[Aim] Arrange every line of the items below as a Markdown table with two columns, "No." for the row number and "Line" for the line itself, leaving out any blank lines.

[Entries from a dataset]
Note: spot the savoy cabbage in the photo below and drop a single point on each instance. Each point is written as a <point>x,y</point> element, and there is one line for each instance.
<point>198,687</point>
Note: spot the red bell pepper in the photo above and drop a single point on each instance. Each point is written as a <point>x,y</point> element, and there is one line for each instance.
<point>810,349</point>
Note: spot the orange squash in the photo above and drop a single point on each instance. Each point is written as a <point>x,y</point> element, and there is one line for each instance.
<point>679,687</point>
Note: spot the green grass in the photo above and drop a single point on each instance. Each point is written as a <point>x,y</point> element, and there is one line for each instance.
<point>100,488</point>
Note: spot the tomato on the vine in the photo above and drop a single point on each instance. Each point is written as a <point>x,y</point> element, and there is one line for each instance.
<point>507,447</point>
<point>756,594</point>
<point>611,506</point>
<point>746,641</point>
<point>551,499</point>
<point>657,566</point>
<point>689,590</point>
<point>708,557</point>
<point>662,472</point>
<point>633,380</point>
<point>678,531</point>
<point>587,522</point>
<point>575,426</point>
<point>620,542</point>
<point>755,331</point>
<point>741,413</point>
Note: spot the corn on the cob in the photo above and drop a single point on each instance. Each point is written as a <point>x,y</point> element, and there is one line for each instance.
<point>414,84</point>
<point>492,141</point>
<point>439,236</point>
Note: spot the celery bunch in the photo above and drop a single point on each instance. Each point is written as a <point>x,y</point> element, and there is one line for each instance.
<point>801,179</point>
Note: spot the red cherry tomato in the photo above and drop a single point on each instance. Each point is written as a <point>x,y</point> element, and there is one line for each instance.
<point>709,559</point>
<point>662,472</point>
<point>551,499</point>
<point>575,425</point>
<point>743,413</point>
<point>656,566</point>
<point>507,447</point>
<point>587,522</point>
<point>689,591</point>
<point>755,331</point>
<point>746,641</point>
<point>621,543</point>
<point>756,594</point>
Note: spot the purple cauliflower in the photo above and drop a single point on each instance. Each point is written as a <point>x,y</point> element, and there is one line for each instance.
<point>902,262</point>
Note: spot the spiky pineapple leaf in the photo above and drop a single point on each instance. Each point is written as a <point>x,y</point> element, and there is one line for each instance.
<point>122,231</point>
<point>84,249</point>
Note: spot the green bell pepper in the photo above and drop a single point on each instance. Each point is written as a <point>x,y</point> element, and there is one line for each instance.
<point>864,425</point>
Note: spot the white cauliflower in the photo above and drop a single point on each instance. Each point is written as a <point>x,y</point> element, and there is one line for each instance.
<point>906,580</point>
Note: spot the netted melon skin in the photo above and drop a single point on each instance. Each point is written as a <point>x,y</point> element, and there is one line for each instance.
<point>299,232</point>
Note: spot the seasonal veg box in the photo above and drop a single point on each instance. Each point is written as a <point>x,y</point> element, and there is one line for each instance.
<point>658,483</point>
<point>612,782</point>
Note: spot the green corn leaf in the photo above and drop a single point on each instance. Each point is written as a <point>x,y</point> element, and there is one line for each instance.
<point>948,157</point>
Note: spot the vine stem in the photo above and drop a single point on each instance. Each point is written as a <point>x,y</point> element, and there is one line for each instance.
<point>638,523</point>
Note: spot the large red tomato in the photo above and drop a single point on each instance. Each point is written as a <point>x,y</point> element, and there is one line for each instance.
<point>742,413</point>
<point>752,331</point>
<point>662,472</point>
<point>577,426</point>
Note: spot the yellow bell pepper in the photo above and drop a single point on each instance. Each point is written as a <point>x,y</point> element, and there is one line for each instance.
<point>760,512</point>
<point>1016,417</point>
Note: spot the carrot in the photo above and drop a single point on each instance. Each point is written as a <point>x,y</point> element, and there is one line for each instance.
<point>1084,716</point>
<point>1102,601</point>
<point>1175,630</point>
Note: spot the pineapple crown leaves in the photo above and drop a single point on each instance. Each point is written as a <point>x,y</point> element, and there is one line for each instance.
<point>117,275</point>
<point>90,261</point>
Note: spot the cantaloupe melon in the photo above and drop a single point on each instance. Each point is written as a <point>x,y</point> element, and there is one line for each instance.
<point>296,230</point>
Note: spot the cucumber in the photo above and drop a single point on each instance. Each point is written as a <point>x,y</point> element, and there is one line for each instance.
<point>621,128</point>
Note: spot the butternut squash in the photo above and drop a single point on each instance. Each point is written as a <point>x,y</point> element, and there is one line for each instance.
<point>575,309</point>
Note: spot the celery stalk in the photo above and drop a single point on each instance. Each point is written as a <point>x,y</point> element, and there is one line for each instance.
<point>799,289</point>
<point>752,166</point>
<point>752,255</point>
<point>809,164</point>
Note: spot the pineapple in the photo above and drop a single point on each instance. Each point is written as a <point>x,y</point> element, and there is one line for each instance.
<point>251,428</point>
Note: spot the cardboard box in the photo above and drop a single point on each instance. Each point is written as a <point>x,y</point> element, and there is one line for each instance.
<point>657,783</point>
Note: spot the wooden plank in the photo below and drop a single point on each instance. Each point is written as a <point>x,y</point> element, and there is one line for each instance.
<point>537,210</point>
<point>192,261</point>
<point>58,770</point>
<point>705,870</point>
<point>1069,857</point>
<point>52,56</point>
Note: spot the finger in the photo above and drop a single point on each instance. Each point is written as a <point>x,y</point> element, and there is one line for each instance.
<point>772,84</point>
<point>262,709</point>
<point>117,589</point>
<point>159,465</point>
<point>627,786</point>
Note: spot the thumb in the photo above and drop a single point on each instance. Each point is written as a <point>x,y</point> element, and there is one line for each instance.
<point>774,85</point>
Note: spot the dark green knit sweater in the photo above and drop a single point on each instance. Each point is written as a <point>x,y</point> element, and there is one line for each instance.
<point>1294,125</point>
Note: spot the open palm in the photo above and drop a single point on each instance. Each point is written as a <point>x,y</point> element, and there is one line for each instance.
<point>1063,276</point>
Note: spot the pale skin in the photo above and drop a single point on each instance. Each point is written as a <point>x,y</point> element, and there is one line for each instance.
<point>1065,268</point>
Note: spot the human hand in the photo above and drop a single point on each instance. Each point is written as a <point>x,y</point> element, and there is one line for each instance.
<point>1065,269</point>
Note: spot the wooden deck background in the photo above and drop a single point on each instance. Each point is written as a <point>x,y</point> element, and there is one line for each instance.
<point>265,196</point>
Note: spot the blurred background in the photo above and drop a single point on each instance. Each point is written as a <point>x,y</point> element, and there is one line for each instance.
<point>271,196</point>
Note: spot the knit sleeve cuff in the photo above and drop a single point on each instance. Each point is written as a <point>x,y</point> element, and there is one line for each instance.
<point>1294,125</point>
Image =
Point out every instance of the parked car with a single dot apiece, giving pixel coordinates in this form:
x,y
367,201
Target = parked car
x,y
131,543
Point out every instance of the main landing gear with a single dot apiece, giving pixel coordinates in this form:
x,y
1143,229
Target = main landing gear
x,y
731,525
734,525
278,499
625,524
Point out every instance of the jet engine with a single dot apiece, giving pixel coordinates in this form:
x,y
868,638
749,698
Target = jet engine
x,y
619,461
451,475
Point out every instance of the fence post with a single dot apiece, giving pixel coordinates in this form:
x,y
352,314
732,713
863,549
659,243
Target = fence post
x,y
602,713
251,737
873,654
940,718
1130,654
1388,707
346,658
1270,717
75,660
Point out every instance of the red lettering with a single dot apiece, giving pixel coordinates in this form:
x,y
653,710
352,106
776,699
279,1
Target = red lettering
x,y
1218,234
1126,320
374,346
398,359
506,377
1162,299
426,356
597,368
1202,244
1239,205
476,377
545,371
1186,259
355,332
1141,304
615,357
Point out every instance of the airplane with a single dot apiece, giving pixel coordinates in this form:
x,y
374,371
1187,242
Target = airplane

[Finished answer]
| No. | Line |
|---|---|
| 1 | Note: spot the savoy cabbage in the photo below and drop a single point on each instance. Each point is written as a <point>x,y</point> element, and there is one line for each instance. |
| 2 | <point>198,687</point> |
| 3 | Note: spot the red bell pepper in the photo above and drop a single point on each instance. Each point is written as a <point>x,y</point> element, and there is one line for each instance. |
| 4 | <point>810,349</point> |
| 5 | Note: spot the orange squash in the photo above and drop a single point on each instance. Each point is written as a <point>x,y</point> element, and there is one line for each instance. |
| 6 | <point>679,687</point> |
| 7 | Note: spot the green grass in the photo above and drop a single point on each instance. Each point is written as a <point>x,y</point> element, and there is one line for each instance. |
| 8 | <point>100,488</point> |
| 9 | Note: spot the tomato on the vine in the photo above and drop a single point on each instance. Each point is written as a <point>x,y</point> element, and there is one line for each instance. |
| 10 | <point>507,447</point> |
| 11 | <point>756,594</point> |
| 12 | <point>611,506</point> |
| 13 | <point>746,641</point> |
| 14 | <point>551,499</point> |
| 15 | <point>657,566</point> |
| 16 | <point>689,590</point> |
| 17 | <point>708,557</point> |
| 18 | <point>662,472</point> |
| 19 | <point>633,380</point> |
| 20 | <point>678,531</point> |
| 21 | <point>587,522</point> |
| 22 | <point>575,426</point> |
| 23 | <point>620,542</point> |
| 24 | <point>755,331</point> |
| 25 | <point>741,413</point> |
| 26 | Note: spot the corn on the cob in the photo above and drop a single point on each instance. Each point is written as a <point>x,y</point> element, and there is one line for each instance. |
| 27 | <point>414,84</point> |
| 28 | <point>492,141</point> |
| 29 | <point>439,236</point> |
| 30 | Note: spot the celery bunch in the photo above and drop a single point on each instance. Each point is written as a <point>x,y</point> element, and there is one line for each instance. |
| 31 | <point>801,179</point> |
| 32 | Note: spot the red cherry tomato in the photo above and drop a single point on each instance. Each point is written as a <point>x,y</point> element, and there is one line for each instance. |
| 33 | <point>709,559</point> |
| 34 | <point>662,472</point> |
| 35 | <point>551,499</point> |
| 36 | <point>575,425</point> |
| 37 | <point>743,413</point> |
| 38 | <point>656,566</point> |
| 39 | <point>507,447</point> |
| 40 | <point>587,522</point> |
| 41 | <point>689,591</point> |
| 42 | <point>755,331</point> |
| 43 | <point>746,641</point> |
| 44 | <point>621,543</point> |
| 45 | <point>756,594</point> |
| 46 | Note: spot the purple cauliflower in the photo above and drop a single point on each instance. Each point is written as a <point>x,y</point> element, and there is one line for each instance. |
| 47 | <point>902,262</point> |
| 48 | Note: spot the spiky pineapple leaf in the photo above and drop a single point on each instance. Each point is written as a <point>x,y</point> element, and there is one line for each instance. |
| 49 | <point>122,231</point> |
| 50 | <point>84,249</point> |
| 51 | Note: spot the green bell pepper in the photo above and drop a single point on each instance. Each point is written as a <point>x,y</point> element, and there is one line for each instance. |
| 52 | <point>864,425</point> |
| 53 | Note: spot the white cauliflower in the photo above and drop a single point on each instance. Each point is written as a <point>x,y</point> element, and there is one line for each instance. |
| 54 | <point>906,580</point> |
| 55 | Note: spot the netted melon skin in the photo above and drop a single point on each instance. Each point is written as a <point>x,y</point> element, and there is one line for each instance. |
| 56 | <point>299,232</point> |
| 57 | Note: spot the seasonal veg box in the photo above and drop a single point on each instance. Each point is written as a <point>x,y</point> element, and there is one line for each instance. |
| 58 | <point>658,483</point> |
| 59 | <point>612,782</point> |
| 60 | Note: spot the green corn leaf in the photo above and drop a single point on each instance. Each point is written as a <point>x,y</point> element, and there is one line for each instance. |
| 61 | <point>948,157</point> |
| 62 | Note: spot the vine stem in the photo above and drop a single point on each instance. Each point is written as a <point>x,y</point> element, and there is one line for each instance. |
| 63 | <point>638,523</point> |
| 64 | Note: spot the large red tomato in the photo above and drop a single point on each instance. Each point is written as a <point>x,y</point> element, and there is one line for each instance. |
| 65 | <point>742,413</point> |
| 66 | <point>752,331</point> |
| 67 | <point>662,472</point> |
| 68 | <point>577,426</point> |
| 69 | Note: spot the yellow bell pepper in the photo above and drop a single point on each instance. Each point is written as a <point>x,y</point> element, and there is one line for each instance. |
| 70 | <point>760,512</point> |
| 71 | <point>1016,417</point> |
| 72 | Note: spot the carrot in the photo above and drop a single point on each instance. Each point is written as a <point>x,y</point> element, and there is one line for each instance. |
| 73 | <point>1084,716</point> |
| 74 | <point>1102,601</point> |
| 75 | <point>1175,630</point> |
| 76 | Note: spot the pineapple crown leaves in the photo above and drop a single point on each instance. Each point is written as a <point>x,y</point> element, and there is one line for each instance. |
| 77 | <point>117,275</point> |
| 78 | <point>90,261</point> |
| 79 | Note: spot the cantaloupe melon in the photo above and drop a single point on each instance. Each point is written as a <point>x,y</point> element, and there is one line for each instance. |
| 80 | <point>296,230</point> |
| 81 | Note: spot the cucumber in the photo above and drop a single point on each instance. Each point is written as a <point>x,y</point> element, and there is one line for each instance. |
| 82 | <point>621,128</point> |
| 83 | Note: spot the butternut squash in the photo above and drop a single point on each instance. Each point is written as a <point>x,y</point> element, and there is one line for each instance. |
| 84 | <point>575,309</point> |
| 85 | Note: spot the celery stalk in the photo above and drop a single point on each instance. Each point is written as a <point>x,y</point> element, and there is one line for each instance. |
| 86 | <point>799,289</point> |
| 87 | <point>752,166</point> |
| 88 | <point>752,255</point> |
| 89 | <point>809,164</point> |
| 90 | Note: spot the pineapple in the photo above and drop a single point on each instance. Each point is written as a <point>x,y</point> element, and there is one line for each instance. |
| 91 | <point>251,428</point> |
| 92 | Note: spot the cardboard box in the photo above and drop a single point on each instance. Each point is written as a <point>x,y</point> element, and there is one line for each instance. |
| 93 | <point>657,783</point> |
| 94 | Note: spot the wooden plank in the photo below and drop a single point on each instance. Each point is written as a <point>x,y</point> element, and there is one line for each instance. |
| 95 | <point>537,210</point> |
| 96 | <point>192,261</point> |
| 97 | <point>58,770</point> |
| 98 | <point>705,870</point> |
| 99 | <point>1069,857</point> |
| 100 | <point>52,56</point> |
| 101 | Note: spot the finger in the photo above and drop a single point on each instance. Each point is written as a <point>x,y</point> element, and there is one line for each instance. |
| 102 | <point>772,84</point> |
| 103 | <point>262,709</point> |
| 104 | <point>117,589</point> |
| 105 | <point>159,465</point> |
| 106 | <point>627,786</point> |
| 107 | Note: spot the thumb in the photo above and drop a single point on each instance. Each point is written as a <point>x,y</point> element, and there is one line for each instance. |
| 108 | <point>774,85</point> |
| 109 | Note: spot the dark green knit sweater in the photo above and drop a single point on each instance. Each point is written as a <point>x,y</point> element, and there is one line for each instance. |
| 110 | <point>1294,125</point> |
| 111 | Note: spot the open palm in the photo above and drop a single point on each instance. Each point is written as a <point>x,y</point> element, and there is one line for each instance. |
| 112 | <point>1063,276</point> |
| 113 | Note: spot the pale skin in the photo above and drop a single point on each instance. Each point is written as a <point>x,y</point> element, and there is one line for each instance. |
| 114 | <point>1065,268</point> |
| 115 | Note: spot the human hand in the photo above and drop a single point on each instance. Each point is written as a <point>x,y</point> element, and there is one line for each instance. |
| 116 | <point>1065,269</point> |
| 117 | Note: spot the wooden deck background in the photo above and drop a single point on each instance. Each point is written as a <point>x,y</point> element, and there is one line for each instance. |
| 118 | <point>265,196</point> |
| 119 | Note: spot the blurred background in the photo above and drop a single point on each instance. Each point is written as a <point>x,y</point> element, and there is one line for each instance. |
| 120 | <point>271,196</point> |
| 121 | Note: spot the knit sleeve cuff in the photo above and drop a single point on each instance. Each point is written as a <point>x,y</point> element, and there is one line for each instance. |
| 122 | <point>1294,125</point> |
| 123 | Image = |
| 124 | Point out every instance of the parked car with a single dot apiece, giving pixel coordinates in this form: |
| 125 | x,y |
| 126 | 367,201 |
| 127 | Target = parked car |
| 128 | x,y |
| 129 | 131,543 |
| 130 | Point out every instance of the main landing gear with a single dot apiece, giving pixel coordinates in this form: |
| 131 | x,y |
| 132 | 1143,229 |
| 133 | Target = main landing gear |
| 134 | x,y |
| 135 | 731,525 |
| 136 | 734,525 |
| 137 | 278,499 |
| 138 | 625,524 |
| 139 | Point out every instance of the jet engine with a single dot apiece, giving pixel coordinates in this form: |
| 140 | x,y |
| 141 | 868,638 |
| 142 | 749,698 |
| 143 | Target = jet engine |
| 144 | x,y |
| 145 | 619,461 |
| 146 | 451,475 |
| 147 | Point out every instance of the fence post with a single dot apiece, giving pixel coordinates in this form: |
| 148 | x,y |
| 149 | 352,314 |
| 150 | 732,713 |
| 151 | 863,549 |
| 152 | 659,243 |
| 153 | Target = fence post |
| 154 | x,y |
| 155 | 602,713 |
| 156 | 251,737 |
| 157 | 873,654 |
| 158 | 940,718 |
| 159 | 1130,654 |
| 160 | 1388,707 |
| 161 | 346,658 |
| 162 | 1270,717 |
| 163 | 75,660 |
| 164 | Point out every instance of the red lettering with a single dot apiece, giving pixel coordinates in this form: |
| 165 | x,y |
| 166 | 653,710 |
| 167 | 352,106 |
| 168 | 776,699 |
| 169 | 279,1 |
| 170 | Target = red lettering |
| 171 | x,y |
| 172 | 1218,234 |
| 173 | 1126,320 |
| 174 | 374,346 |
| 175 | 398,359 |
| 176 | 506,377 |
| 177 | 1162,299 |
| 178 | 426,356 |
| 179 | 597,368 |
| 180 | 1202,244 |
| 181 | 1239,205 |
| 182 | 476,377 |
| 183 | 545,371 |
| 184 | 1186,259 |
| 185 | 355,332 |
| 186 | 1141,304 |
| 187 | 615,357 |
| 188 | Point out every instance of the airplane with a single dot apiece, giving pixel coordinates in this form: |
| 189 | x,y |
| 190 | 374,371 |
| 191 | 1187,242 |
| 192 | Target = airplane |